As is tradition at Eater, we closed out 2020 by surveying local food writers and our own staff on various restaurant-related topics, and publishing their responses throughout the week. Next up: Was there one restaurant in particular that you felt really stepped up for your local community? How did they do so?
Serena Maria Daniels, Founder and Editor, Tostada Magazine:
Saffron De Twah definitely stepped up this year. Chef Omar was among the very first to see that doing business as usual, trying to reconfigure as a takeout or delivery restaurant was not going to work. He’s provided probably thousands and thousands of meals to communities throughout the year and he continues to do so during the holidays. I expect he’s figuring out what works to this end and will continue to be of service in the coming year.
Mark Kurlyandchik, Restaurant Critic, Detroit Free Press:
Lots of chefs and other members of the local food community have stepped up in these times and I hesitate to even single anyone out, but the leadership Stephen Roginson at Batch Brewing Company has shown over the last few weeks has been really admirable. He reached out to me last month as the second shutdown loomed asking if I knew of any centralized organization helping struggling restaurant workers. When I told him there wasn’t one that I knew of, he decided to basically create it himself, organizing pay-what-you-can meals to both feed and raise funds for folks. He’s not the only one, obviously, but it’s heartening to see.

§ Items in a dataset
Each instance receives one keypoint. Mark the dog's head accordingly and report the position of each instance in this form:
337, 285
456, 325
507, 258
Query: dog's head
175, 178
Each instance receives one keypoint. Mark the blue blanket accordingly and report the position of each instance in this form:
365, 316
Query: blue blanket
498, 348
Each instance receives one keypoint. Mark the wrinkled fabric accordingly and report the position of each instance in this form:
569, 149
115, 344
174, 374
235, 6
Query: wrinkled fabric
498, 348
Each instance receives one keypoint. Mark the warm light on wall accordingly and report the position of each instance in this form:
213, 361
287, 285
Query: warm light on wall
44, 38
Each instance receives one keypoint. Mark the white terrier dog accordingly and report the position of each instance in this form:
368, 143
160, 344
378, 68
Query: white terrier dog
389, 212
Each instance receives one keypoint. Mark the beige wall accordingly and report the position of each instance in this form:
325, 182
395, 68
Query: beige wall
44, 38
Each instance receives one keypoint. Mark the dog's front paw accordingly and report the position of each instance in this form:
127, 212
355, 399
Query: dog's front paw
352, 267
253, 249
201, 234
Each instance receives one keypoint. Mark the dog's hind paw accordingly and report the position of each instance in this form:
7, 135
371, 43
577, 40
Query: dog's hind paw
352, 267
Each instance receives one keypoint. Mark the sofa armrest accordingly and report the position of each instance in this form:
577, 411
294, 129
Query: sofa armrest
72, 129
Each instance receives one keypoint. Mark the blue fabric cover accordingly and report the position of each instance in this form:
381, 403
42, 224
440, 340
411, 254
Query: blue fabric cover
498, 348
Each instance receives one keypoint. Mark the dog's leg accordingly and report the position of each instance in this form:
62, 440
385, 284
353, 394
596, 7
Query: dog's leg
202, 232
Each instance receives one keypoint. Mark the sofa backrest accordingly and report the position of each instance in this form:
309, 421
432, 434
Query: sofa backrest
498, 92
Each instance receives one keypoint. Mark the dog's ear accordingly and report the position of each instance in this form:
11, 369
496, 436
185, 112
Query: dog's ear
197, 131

§ Assigned task 1
Translate this sentence from the Eater survey passage into Spanish: "Saffron De Twah definitely stepped up this year."
§ Assigned task 2
Carry the Eater survey passage forward, starting after its final sentence.
These items were taken from a separate source.

§ Reply 1
Saffron De Twah definitivamente dio un paso al frente este año.

§ Reply 2
Melody Baetens, Restaurant Critic, The Detroit News:
So many! There was a ton of support for the community from restaurants and chefs, even as they struggled with uncertainty, especially early on. We saw Saffron de Twah really evolve and pivot quickly throughout the year in ways that best served their community and kept their employees and customers safe. I also like that Michigan & Trumbull launched their “good corner” menu section that gave a few hundred bucks each month to a local nonprofits, even while they were insure how they were going to survive having just opened their brick and mortar before the pandemic.
Zahir Janmohamed, Co-Founder, Racist Sandwich:
Saffron De Twah’s community kitchen.
Brenna Houck, Editor, Eater Detroit:
Honestly, too many to name. It’s been incredible watching the development of Too Many Cooks in the Kitchen For Good, which had amazing contributions from chefs like Max Hardy, Phil Jones, Ederique Goudia, and so many more. Saffron De Twah really showed up to make sure people were take care of with its community kitchen initiative. That’s not to mention all the organizations working to take care of service workers from Batch Brewing Company’s Feelgood Tap to Split Base Detroit.
Mickey Lyons, Freelance Writer, Eater:
From the very beginning of the pandemic, Erica at Pietrzyk Pierogi was thinking on her feet. Her Pay It Forward pierogi boxes were a great idea: a way to keep income flowing but also take care of restaurant employees. Who doesn’t want a free pierogi on a rough day?
Go Tip ‘Em was a fun way to keep in touch with and support my favorite bar staff over the months. Open a carryout cocktail from Painted Lady, close my eyes and scroll through the Michigan section of names, and send a random tip to someone!
Batch Brewing used the power of the Feelgood Tap to support restaurant workers. They brought other restaurants under the tent — literally — to host pop-ups in safe outdoor spaces they might not have had access to. A truly collaborative effort.